→ WRITTEN INSTRUCTION:
Show each line of the entries below that contains the string "shirt".

--- start of DATA IN THIS EXERCISE ---

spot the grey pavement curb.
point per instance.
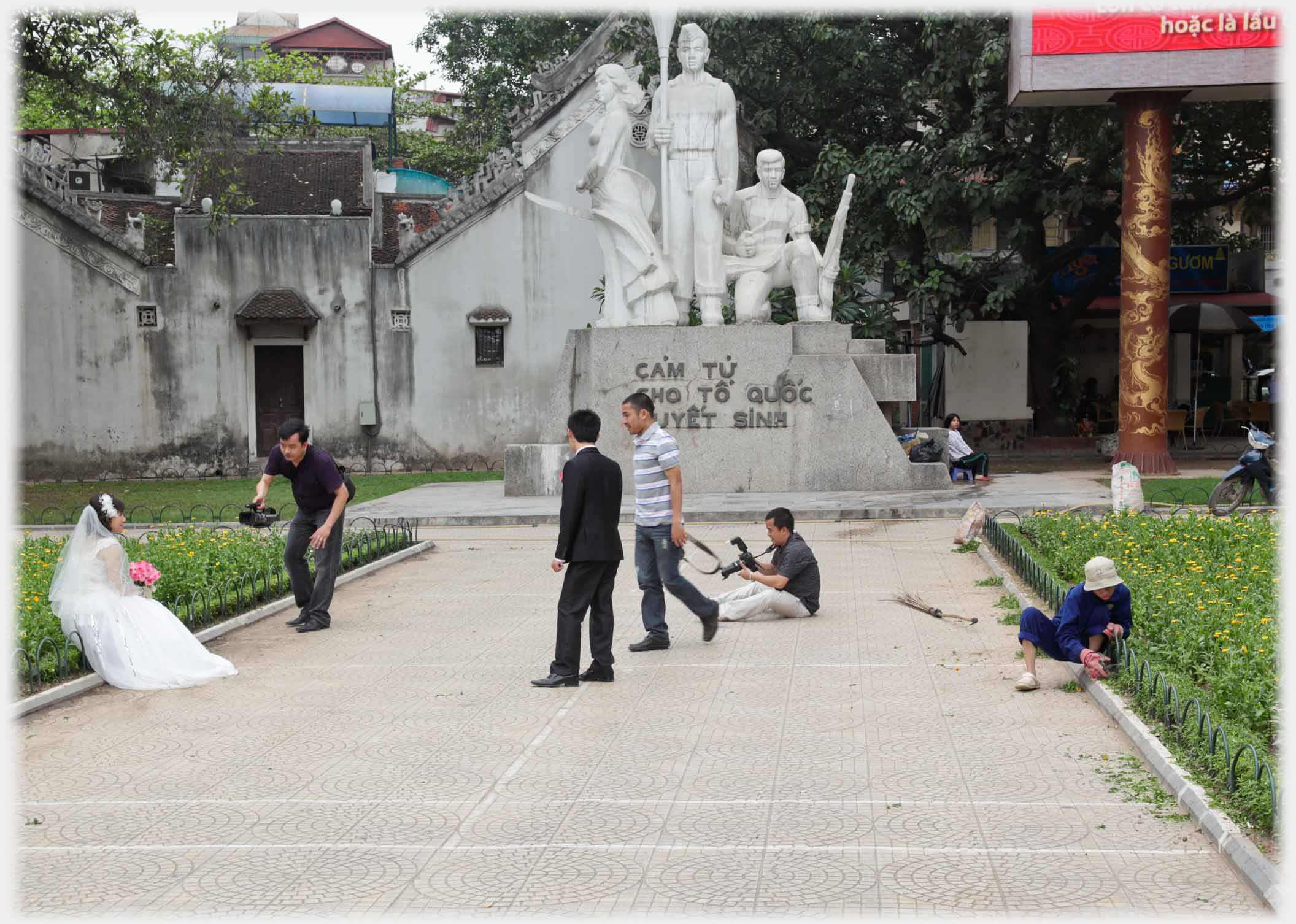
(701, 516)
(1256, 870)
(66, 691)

--- end of DATA IN THIS EXERCISE ---
--- start of DATA IN THIS EXERCISE ---

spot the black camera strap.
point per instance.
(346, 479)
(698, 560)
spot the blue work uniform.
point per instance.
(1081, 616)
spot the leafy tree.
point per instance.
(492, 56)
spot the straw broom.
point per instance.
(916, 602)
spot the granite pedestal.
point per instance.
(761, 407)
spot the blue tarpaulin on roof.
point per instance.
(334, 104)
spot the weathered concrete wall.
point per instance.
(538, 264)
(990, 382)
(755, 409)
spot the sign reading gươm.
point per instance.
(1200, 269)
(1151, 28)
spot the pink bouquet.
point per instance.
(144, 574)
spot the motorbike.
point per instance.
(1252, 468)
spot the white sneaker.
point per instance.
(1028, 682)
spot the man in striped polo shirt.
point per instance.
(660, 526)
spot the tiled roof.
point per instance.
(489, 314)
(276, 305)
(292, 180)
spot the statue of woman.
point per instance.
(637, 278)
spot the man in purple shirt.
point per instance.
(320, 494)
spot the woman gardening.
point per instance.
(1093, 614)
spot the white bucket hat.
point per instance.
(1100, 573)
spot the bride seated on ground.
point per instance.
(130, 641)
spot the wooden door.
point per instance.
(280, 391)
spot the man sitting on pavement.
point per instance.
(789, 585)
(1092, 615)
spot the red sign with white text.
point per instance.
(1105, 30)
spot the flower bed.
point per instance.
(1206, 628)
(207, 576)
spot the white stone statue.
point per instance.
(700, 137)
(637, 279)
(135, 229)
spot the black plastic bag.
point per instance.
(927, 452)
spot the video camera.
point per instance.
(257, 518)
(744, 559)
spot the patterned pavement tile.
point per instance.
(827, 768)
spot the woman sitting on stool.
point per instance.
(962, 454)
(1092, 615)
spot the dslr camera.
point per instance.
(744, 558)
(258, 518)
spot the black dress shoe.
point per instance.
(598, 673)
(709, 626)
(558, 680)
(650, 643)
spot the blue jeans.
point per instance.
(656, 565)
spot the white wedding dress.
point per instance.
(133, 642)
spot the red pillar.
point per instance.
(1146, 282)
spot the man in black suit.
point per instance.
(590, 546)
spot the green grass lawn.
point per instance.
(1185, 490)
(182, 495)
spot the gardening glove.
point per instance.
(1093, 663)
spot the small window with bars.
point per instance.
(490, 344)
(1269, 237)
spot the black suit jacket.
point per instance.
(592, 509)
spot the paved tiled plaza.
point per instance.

--- end of DATA IN THIS EXERCISE ---

→ FULL ANSWER:
spot the man in striped polo shirt.
spot the man in purple shirt.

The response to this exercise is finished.